= Free-text object descriptions =

((

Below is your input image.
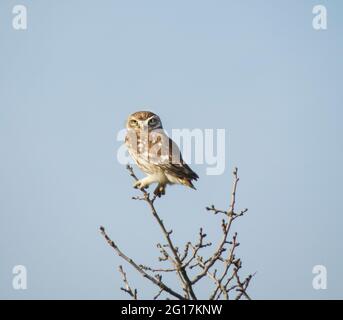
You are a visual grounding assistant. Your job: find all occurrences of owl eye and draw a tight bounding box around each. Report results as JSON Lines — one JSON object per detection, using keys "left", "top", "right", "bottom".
{"left": 129, "top": 119, "right": 138, "bottom": 127}
{"left": 148, "top": 118, "right": 157, "bottom": 126}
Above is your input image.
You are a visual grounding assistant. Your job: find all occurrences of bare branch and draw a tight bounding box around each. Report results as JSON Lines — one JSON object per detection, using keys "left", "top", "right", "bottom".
{"left": 191, "top": 168, "right": 245, "bottom": 287}
{"left": 126, "top": 165, "right": 197, "bottom": 300}
{"left": 154, "top": 288, "right": 164, "bottom": 300}
{"left": 118, "top": 265, "right": 138, "bottom": 300}
{"left": 100, "top": 165, "right": 254, "bottom": 300}
{"left": 100, "top": 226, "right": 185, "bottom": 300}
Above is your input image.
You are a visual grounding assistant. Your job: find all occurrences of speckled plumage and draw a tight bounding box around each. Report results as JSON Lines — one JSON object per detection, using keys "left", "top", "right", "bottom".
{"left": 125, "top": 111, "right": 198, "bottom": 196}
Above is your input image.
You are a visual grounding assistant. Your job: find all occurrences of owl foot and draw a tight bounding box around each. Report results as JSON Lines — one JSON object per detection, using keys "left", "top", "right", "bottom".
{"left": 133, "top": 180, "right": 148, "bottom": 190}
{"left": 154, "top": 184, "right": 166, "bottom": 198}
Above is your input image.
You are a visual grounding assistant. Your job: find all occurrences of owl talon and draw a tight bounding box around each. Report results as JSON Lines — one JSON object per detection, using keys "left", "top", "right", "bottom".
{"left": 133, "top": 181, "right": 141, "bottom": 189}
{"left": 154, "top": 184, "right": 166, "bottom": 197}
{"left": 133, "top": 180, "right": 147, "bottom": 190}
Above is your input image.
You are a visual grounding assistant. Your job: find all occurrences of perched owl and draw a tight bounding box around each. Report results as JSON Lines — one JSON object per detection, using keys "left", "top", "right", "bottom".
{"left": 125, "top": 111, "right": 199, "bottom": 197}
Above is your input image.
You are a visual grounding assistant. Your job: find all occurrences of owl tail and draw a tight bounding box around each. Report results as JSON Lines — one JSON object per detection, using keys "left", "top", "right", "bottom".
{"left": 182, "top": 179, "right": 197, "bottom": 190}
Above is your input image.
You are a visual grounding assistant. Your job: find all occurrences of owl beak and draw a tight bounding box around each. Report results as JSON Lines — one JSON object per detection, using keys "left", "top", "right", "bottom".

))

= WHAT THIS TASK INVOLVES =
Look above for the line with "occurrences of perched", then copy it and each later line exactly, stopping at the last line of the records.

= RESPONSE TO THE EXERCISE =
You are a visual grounding assistant. Your job: find all occurrences of perched owl and draw a tight bounding box around each. Report results as JSON Lines — one JSON object per detection, using keys "left", "top", "right", "bottom".
{"left": 125, "top": 111, "right": 199, "bottom": 197}
Above is your input image.
You are a visual grounding assistant. Your job: find all occurrences of owl tail and draw a tight bounding box around each. Report results as JSON Lines — one JSON object per detection, using keys "left", "top", "right", "bottom".
{"left": 182, "top": 179, "right": 197, "bottom": 190}
Above is your input image.
You are a visual grounding assistant. Your job: find all occurrences of owl beak and draw a tight bounding box around each. Report results as JSON Lines — one JSON object per detection, using keys "left", "top", "right", "bottom".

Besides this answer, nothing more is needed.